Provided data:
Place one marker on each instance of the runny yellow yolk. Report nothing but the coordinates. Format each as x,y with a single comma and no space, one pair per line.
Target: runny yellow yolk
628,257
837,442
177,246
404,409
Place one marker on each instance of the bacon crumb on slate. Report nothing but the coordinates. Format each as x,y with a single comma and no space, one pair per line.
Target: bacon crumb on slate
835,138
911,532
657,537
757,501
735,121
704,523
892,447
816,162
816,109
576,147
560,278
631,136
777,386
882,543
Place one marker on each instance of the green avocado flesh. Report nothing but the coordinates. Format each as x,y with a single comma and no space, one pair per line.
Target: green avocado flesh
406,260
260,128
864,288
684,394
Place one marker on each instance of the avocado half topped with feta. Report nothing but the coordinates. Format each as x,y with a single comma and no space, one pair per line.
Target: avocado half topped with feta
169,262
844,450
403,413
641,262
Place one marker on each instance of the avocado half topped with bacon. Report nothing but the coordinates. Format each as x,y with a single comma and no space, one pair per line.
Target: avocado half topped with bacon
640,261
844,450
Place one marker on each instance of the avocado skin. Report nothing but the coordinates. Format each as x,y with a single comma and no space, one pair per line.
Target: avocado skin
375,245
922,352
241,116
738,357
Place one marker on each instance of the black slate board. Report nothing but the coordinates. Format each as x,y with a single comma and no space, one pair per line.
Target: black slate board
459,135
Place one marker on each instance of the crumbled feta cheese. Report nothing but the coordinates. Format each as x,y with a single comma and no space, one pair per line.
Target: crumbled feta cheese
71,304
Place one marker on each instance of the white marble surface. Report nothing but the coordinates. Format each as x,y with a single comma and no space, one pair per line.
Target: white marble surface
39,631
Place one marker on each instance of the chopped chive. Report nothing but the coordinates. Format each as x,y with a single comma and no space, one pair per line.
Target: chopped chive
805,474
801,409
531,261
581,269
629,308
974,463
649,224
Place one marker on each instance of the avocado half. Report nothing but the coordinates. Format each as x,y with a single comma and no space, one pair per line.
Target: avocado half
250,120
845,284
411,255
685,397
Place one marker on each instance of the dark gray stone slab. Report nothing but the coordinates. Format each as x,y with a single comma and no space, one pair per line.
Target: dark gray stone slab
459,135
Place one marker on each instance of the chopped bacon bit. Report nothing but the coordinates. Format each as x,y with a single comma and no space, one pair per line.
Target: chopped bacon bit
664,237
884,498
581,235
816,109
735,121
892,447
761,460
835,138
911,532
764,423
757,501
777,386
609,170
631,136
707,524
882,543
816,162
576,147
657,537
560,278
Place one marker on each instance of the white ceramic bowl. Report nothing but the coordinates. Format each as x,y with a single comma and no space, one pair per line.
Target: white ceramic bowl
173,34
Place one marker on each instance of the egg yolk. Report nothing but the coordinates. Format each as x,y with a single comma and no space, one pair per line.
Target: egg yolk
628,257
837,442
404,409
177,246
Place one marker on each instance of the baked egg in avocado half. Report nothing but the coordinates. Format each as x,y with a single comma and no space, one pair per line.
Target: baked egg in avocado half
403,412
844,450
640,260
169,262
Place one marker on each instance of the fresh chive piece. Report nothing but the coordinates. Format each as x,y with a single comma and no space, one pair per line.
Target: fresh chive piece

==

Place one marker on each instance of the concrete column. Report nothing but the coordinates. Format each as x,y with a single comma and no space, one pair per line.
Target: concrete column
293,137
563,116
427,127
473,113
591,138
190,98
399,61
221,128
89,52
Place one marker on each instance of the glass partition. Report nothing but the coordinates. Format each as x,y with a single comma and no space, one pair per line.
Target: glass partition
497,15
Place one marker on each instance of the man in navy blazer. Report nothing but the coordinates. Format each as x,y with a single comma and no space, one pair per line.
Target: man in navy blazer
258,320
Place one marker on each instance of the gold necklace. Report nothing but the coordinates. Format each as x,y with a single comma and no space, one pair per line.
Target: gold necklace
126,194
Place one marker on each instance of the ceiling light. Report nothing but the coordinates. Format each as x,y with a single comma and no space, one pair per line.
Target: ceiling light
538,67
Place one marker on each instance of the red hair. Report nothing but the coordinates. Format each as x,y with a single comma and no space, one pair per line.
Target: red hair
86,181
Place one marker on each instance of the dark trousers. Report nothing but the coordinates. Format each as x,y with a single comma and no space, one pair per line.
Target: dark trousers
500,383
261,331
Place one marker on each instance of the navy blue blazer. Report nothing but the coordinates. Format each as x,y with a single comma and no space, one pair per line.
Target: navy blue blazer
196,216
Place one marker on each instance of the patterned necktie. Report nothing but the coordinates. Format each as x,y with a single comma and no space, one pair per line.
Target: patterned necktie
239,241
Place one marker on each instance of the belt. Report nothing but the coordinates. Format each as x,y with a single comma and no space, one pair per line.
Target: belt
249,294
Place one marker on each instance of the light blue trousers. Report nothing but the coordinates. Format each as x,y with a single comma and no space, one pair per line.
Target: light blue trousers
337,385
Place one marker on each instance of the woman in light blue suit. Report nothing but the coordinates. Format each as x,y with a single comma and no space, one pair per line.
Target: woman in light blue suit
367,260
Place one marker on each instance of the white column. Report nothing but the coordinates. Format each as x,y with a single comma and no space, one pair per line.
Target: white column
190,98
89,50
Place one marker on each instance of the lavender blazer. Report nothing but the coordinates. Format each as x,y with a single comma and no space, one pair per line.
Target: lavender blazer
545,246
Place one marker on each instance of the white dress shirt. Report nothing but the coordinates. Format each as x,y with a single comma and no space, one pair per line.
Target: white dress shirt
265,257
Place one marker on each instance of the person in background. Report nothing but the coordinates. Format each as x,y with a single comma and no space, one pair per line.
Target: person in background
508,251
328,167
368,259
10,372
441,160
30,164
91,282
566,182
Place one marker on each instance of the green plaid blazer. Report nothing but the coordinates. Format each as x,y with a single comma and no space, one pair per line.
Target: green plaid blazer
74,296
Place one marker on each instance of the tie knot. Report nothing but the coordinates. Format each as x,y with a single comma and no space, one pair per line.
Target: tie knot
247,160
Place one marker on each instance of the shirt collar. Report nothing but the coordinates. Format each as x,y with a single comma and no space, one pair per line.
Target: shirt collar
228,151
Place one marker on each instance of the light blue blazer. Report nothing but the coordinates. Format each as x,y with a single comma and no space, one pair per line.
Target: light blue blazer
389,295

Exercise details: Which lines in the data above hold the string "fresh"? Return each of them.

Answer box:
Place one marker on each instance of the fresh chive piece. Report nothing but the coordinates. Format each as x,y with a single comma and no space, one pair per line.
Target: fresh chive piece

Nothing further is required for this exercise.